• _REQUIRED ACTION_:
Would you please output the data exactly, omitting no line?

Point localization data
+ + + +
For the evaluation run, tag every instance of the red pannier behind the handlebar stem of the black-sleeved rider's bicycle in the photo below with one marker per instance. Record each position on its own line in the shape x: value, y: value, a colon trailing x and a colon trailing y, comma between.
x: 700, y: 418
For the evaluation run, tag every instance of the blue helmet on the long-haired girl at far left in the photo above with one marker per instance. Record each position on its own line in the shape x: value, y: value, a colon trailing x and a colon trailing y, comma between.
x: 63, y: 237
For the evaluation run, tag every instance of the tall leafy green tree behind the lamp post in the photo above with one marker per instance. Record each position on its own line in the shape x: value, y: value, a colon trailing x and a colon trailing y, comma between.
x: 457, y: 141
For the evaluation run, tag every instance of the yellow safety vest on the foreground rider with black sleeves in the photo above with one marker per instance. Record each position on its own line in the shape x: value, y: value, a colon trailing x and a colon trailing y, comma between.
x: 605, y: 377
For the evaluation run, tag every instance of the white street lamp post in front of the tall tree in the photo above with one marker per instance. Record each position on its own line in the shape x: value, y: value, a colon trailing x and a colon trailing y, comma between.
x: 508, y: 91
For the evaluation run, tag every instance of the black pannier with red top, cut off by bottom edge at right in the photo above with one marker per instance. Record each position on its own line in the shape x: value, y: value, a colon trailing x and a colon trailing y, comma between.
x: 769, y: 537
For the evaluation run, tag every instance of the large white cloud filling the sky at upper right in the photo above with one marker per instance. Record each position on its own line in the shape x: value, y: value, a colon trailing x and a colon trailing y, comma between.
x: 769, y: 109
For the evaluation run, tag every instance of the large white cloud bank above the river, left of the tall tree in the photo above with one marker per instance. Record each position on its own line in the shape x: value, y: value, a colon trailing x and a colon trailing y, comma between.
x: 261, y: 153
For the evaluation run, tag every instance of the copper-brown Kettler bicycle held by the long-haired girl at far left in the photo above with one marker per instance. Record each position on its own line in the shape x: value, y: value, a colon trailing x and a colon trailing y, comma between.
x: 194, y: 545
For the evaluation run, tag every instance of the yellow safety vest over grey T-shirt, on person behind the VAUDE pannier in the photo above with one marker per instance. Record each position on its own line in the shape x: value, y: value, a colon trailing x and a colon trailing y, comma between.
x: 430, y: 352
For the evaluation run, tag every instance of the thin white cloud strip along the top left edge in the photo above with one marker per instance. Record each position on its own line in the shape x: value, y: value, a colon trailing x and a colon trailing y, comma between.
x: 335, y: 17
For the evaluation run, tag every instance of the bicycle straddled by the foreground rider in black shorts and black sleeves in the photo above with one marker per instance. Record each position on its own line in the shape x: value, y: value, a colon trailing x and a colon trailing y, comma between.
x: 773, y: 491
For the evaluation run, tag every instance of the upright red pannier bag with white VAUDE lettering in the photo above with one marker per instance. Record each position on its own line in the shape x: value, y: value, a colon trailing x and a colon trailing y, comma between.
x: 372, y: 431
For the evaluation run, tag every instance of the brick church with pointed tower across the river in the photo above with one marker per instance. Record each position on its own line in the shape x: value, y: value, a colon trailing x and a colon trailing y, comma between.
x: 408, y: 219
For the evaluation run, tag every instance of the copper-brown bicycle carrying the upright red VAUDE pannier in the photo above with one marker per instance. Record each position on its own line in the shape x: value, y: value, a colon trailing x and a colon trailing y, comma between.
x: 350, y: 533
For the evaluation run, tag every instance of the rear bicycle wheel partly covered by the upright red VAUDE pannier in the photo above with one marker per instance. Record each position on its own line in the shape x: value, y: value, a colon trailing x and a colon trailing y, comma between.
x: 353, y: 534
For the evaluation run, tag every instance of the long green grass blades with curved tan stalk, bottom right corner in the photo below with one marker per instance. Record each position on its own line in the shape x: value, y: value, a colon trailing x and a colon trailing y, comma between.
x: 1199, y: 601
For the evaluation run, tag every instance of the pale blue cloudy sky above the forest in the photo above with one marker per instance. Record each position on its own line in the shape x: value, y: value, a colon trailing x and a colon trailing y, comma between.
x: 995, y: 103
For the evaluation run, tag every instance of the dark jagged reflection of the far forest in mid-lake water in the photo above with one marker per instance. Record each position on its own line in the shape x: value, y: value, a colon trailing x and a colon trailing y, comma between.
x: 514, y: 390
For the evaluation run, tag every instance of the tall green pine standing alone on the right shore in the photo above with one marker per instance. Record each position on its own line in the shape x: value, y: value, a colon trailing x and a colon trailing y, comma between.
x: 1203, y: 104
+ + + +
• _WRITTEN RESPONSE_:
For the evaluation run, tag every instance of the red pannier behind the handlebar stem of the black-sleeved rider's bicycle in the photo below with one marker per instance. Record each position on its own line in the shape x: value, y: value, a colon trailing x and a colon trailing y, comma between.
x: 700, y: 418
For the evaluation run, tag every instance of the blue helmet on the long-haired girl at far left in the photo above with one marker per instance. Record each position on its own line in the shape x: value, y: value, a colon trailing x and a colon trailing y, comma between.
x: 63, y: 237
For the evaluation run, tag every instance of the tall leafy green tree behind the lamp post in the photo above with one marker per instance. Record each position on its own line in the shape x: value, y: value, a colon trailing x and a colon trailing y, comma between.
x: 457, y: 141
For the evaluation run, tag every instance of the yellow safety vest on the foreground rider with black sleeves in the photo above with one marker per instance. Record each position on its own line in the shape x: value, y: value, a colon trailing x and a colon trailing y, comma between.
x: 605, y: 377
For the evaluation run, tag every instance of the white street lamp post in front of the tall tree in the photo above with one marker per instance. Record each position on its own line in the shape x: value, y: value, a colon trailing x and a colon trailing y, comma between.
x: 508, y: 91
For the evaluation run, tag every instance of the black pannier with red top, cut off by bottom edge at right in the photo above with one marker per instance. Record each position on its own line in the shape x: value, y: value, a colon trailing x and a colon trailing y, comma between.
x: 769, y: 537
For the evaluation run, tag every instance of the large white cloud filling the sky at upper right in the photo above with one marker per instance. Record each position on its own line in the shape x: value, y: value, a colon trailing x and a colon trailing y, comma between.
x: 769, y: 109
For the evaluation run, tag every instance of the large white cloud bank above the river, left of the tall tree in the photo above with one marker per instance. Record each position on its own line in the shape x: value, y: value, a colon trailing x and a colon trailing y, comma between.
x: 261, y: 153
For the evaluation run, tag every instance of the copper-brown Kettler bicycle held by the long-haired girl at far left in the photo above with one marker per instance. Record each position on its own line in the shape x: value, y: value, a colon trailing x and a colon trailing y, comma between.
x: 194, y: 545
For the evaluation run, tag every instance of the yellow safety vest over grey T-shirt, on person behind the VAUDE pannier in the photo above with one marker per instance. Record each position on its own line in the shape x: value, y: value, a colon trailing x and a colon trailing y, comma between.
x: 430, y: 352
For the evaluation run, tag every instance of the thin white cloud strip along the top left edge in the photo above with one marker per instance. Record each position on its own line in the shape x: value, y: value, a colon trailing x and a colon trailing y, comma between.
x: 335, y: 17
For the evaluation run, tag every instance of the bicycle straddled by the foreground rider in black shorts and black sleeves in the photo above with one marker per instance. Record each position on its own line in the shape x: value, y: value, a colon trailing x and a colon trailing y, comma between.
x: 773, y: 491
For the evaluation run, tag every instance of the upright red pannier bag with white VAUDE lettering in the photo above with one marker per instance. Record each position on its own line in the shape x: value, y: value, a colon trailing x and a colon trailing y, comma between.
x: 372, y: 431
For the evaluation run, tag every instance of the brick church with pointed tower across the river in the photo above with one marker per instance. Record each position on its own line in the shape x: value, y: value, a colon trailing x and a colon trailing y, comma between.
x: 408, y: 219
For the evaluation run, tag every instance of the copper-brown bicycle carrying the upright red VAUDE pannier in the photo above with one marker per instance. Record each position on its own line in the shape x: value, y: value, a colon trailing x and a colon trailing y, comma between.
x: 350, y: 533
For the evaluation run, tag every instance of the rear bicycle wheel partly covered by the upright red VAUDE pannier in the photo above with one marker per instance. Record each position on its own line in the shape x: value, y: value, a colon trailing x and a colon trailing y, comma between.
x: 353, y: 534
For the evaluation run, tag every instance of the long green grass blades with curved tan stalk, bottom right corner in the photo below with one marker per instance. Record each position on its own line in the shape x: value, y: value, a colon trailing x and a colon trailing y, comma between.
x: 1199, y: 601
For the evaluation run, tag every instance of the pale blue cloudy sky above the forest in the photo above with one marker per instance. Record each position on its own line in the shape x: value, y: value, a colon trailing x and a colon trailing y, comma between.
x: 995, y: 103
For the evaluation run, tag every instance of the dark jagged reflection of the far forest in mid-lake water in the photo above with one marker per instance. Record each position on its own line in the shape x: value, y: value, a colon trailing x and a colon trailing y, comma between.
x: 514, y: 390
For the evaluation run, tag every instance of the tall green pine standing alone on the right shore in the photo above with one marker per instance. Record each position on its own line in the shape x: value, y: value, a colon trailing x and a colon trailing y, comma between.
x: 1203, y: 104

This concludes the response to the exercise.